Document
From: Tetsuo Handa <penguin-kernel@I-love.SAKURA.ne.jp>
To: mhocko@kernel.org
Cc: linux-mm@kvack.org, oleg@redhat.com, vdavydov@virtuozzo.com,
rientjes@google.com
Subject: Re: [PATCH v2] mm, oom: don't set TIF_MEMDIE on a mm-less thread.
Date: Sat, 25 Jun 2016 01:19:12 +0900 [thread overview]
Message-ID: <201606250119.IIJ30735.FMSHQFVtOLOJOF@I-love.SAKURA.ne.jp> (raw)
In-Reply-To: <20160624120454.GB20203@dhcp22.suse.cz>
Michal Hocko wrote:
> On Fri 24-06-16 19:56:43, Tetsuo Handa wrote:
> > Michal Hocko wrote:
> > > On Fri 24-06-16 01:24:46, Tetsuo Handa wrote:
> > > > I missed that victim != p case needs to use get_task_struct(). Patch updated.
> > > > ----------------------------------------
> > > > >From 1819ec63b27df2d544f66482439e754d084cebed Mon Sep 17 00:00:00 2001
> > > > From: Tetsuo Handa <penguin-kernel@I-love.SAKURA.ne.jp>
> > > > Date: Fri, 24 Jun 2016 01:16:02 +0900
> > > > Subject: [PATCH v2] mm, oom: don't set TIF_MEMDIE on a mm-less thread.
> > > >
> > > > Patch "mm, oom: fortify task_will_free_mem" removed p->mm != NULL test for
> > > > shortcut path in oom_kill_process(). But since commit f44666b04605d1c7
> > > > ("mm,oom: speed up select_bad_process() loop") changed to iterate using
> > > > thread group leaders, the possibility of p->mm == NULL has increased
> > > > compared to when commit 83363b917a2982dd ("oom: make sure that TIF_MEMDIE
> > > > is set under task_lock") was proposed. On CONFIG_MMU=n kernels, nothing
> > > > will clear TIF_MEMDIE and the system can OOM livelock if TIF_MEMDIE was
> > > > by error set to a mm-less thread group leader.
> > > >
> > > > Let's do steps for regular path except printing OOM killer messages and
> > > > sending SIGKILL.
> > >
> > > I fully agree with Oleg. It would be much better to encapsulate this
> > > into mark_oom_victim and guard it by ifdef NOMMU as this is nommu
> > > specific with a big fat warning why we need it.
> >
> > OK. But before doing so, which one ((A) or (B) shown below) do you prefer?
> >
> >
> > (A) Don't use task_will_free_mem(p) shortcut in oom_kill_process() if CONFIG_MMU=n.
> >
> > Since task_will_free_mem(p) == true where p is the largest memory consumer
> > (with oom_score_adj taken into account) is not exiting smoothly, as with
> > commit 6a618957ad17d8f4 ("mm: oom_kill: don't ignore oom score on exiting
> > tasks") thought, it can be a sign of something bad (possibly OOM livelock) is
> > happening. Thus, print the OOM killer messages anyway although all tasks
> > which will be OOM killed are already killed/exiting (unless p has OOM killable
> > children). This will help giving administrator a hint when the kernel hit
> > OOM livelock.

Stated task 1
In the OOM killer email thread, what does the patch description say can happen on CONFIG_MMU=n kernels if TIF_MEMDIE is set by error on a mm-less thread group leader?
Stated task 2
Carry on the OOM killer email thread from its last line.

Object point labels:
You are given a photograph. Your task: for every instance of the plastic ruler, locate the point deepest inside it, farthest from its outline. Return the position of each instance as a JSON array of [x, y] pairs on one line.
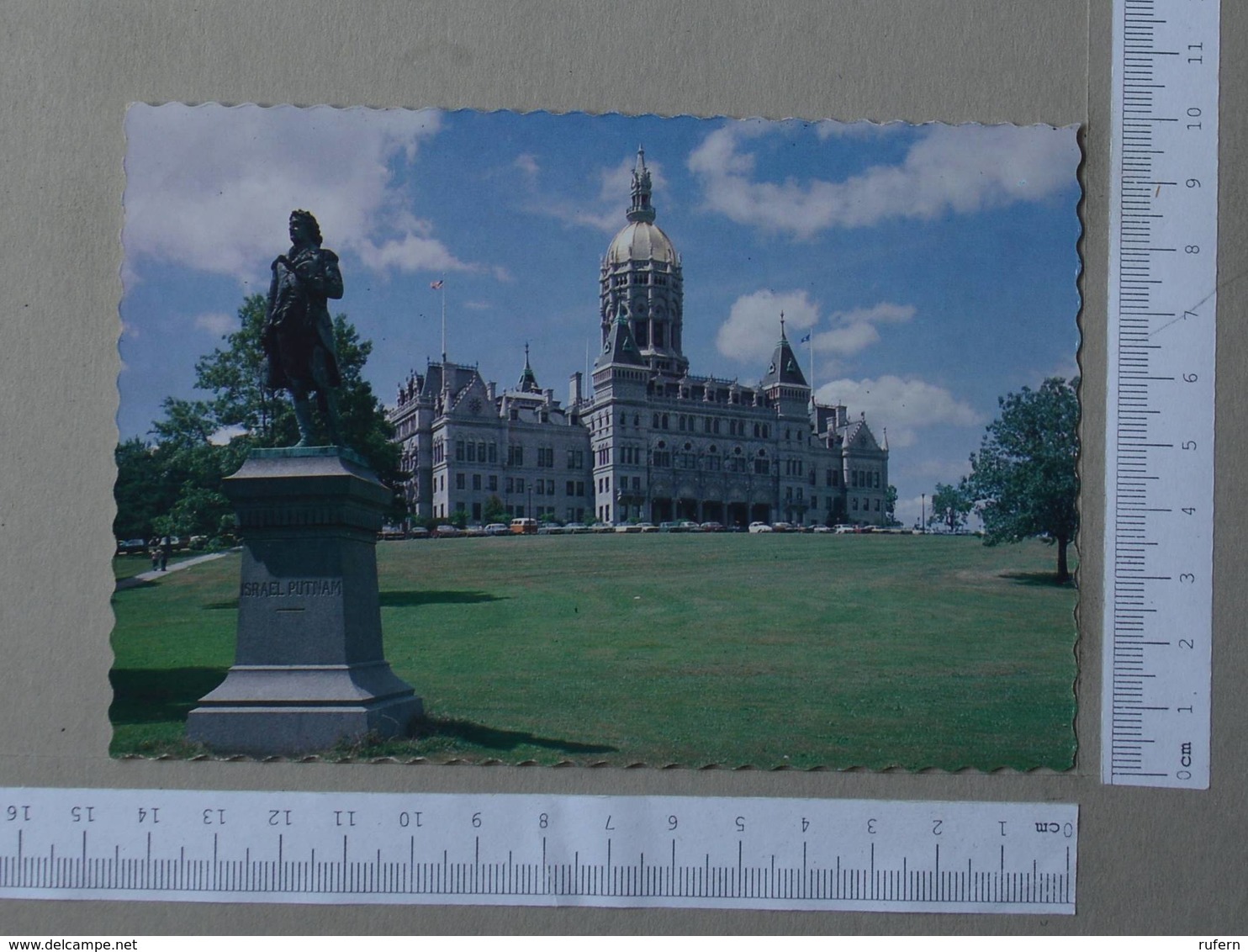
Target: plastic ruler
[[537, 850], [1161, 399]]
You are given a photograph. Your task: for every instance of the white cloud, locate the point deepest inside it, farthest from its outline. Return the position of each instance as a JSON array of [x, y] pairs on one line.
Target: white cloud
[[951, 169], [855, 330], [217, 323], [526, 162], [222, 437], [753, 325], [846, 340], [863, 129], [605, 212], [412, 252], [210, 188], [902, 405]]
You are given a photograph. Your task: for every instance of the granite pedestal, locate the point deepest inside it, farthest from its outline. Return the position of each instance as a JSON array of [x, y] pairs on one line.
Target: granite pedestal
[[309, 670]]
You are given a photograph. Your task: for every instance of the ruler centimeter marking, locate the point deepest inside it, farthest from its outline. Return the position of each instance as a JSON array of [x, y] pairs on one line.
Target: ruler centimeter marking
[[537, 850], [1163, 216]]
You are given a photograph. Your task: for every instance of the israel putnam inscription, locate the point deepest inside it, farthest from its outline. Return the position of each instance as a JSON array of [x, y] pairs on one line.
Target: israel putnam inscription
[[309, 670], [292, 588]]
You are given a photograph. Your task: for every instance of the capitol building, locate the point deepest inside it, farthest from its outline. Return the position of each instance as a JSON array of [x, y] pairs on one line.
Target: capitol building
[[643, 438]]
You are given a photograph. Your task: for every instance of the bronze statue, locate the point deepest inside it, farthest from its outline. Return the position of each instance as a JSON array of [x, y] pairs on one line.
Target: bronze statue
[[299, 333]]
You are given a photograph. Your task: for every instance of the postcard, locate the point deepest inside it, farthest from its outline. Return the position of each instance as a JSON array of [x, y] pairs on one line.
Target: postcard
[[597, 439]]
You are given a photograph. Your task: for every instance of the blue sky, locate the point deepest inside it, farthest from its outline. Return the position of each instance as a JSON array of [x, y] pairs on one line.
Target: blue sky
[[933, 266]]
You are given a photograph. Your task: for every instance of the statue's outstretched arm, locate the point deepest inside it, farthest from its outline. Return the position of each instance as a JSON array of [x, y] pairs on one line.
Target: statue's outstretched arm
[[321, 275]]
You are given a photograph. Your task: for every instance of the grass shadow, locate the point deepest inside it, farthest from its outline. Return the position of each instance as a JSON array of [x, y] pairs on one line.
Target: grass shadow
[[495, 739], [133, 582], [415, 599], [1042, 579], [397, 599], [145, 695]]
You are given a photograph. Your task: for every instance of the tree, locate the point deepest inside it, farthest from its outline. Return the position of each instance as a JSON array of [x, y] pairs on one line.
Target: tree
[[890, 505], [951, 505], [201, 442], [1025, 474]]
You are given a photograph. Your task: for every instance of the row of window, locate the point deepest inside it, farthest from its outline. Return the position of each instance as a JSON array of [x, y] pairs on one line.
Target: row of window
[[639, 278], [573, 513], [865, 478]]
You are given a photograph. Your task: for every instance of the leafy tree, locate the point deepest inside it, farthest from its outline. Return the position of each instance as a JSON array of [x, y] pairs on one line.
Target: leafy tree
[[180, 477], [140, 492], [890, 505], [1025, 474], [951, 505]]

Output 1
Nothing will clear TIF_MEMDIE, and the system can OOM livelock.

Output 2
> [...]
> > (B) Check mm in mark_oom_victim() if CONFIG_MMU=n.
> >
> > Since mark_oom_victim() is also called from current->mm && task_will_free_mem(current)
> > shortcut in out_of_memory(), mark_oom_victim(current) needs to set TIF_MEMDIE on current
> > if current->mm != NULL.
>
> I think you are overcomplicating this. Why cannot we simply do the
> following?
> ---
> diff --git a/mm/oom_kill.c b/mm/oom_kill.c
> index 4c21f744daa6..97be9324a58b 100644
> --- a/mm/oom_kill.c
> +++ b/mm/oom_kill.c
> @@ -671,6 +671,22 @@ void mark_oom_victim(struct task_struct *tsk)
> /* OOM killer might race with memcg OOM */
> if (test_and_set_tsk_thread_flag(tsk, TIF_MEMDIE))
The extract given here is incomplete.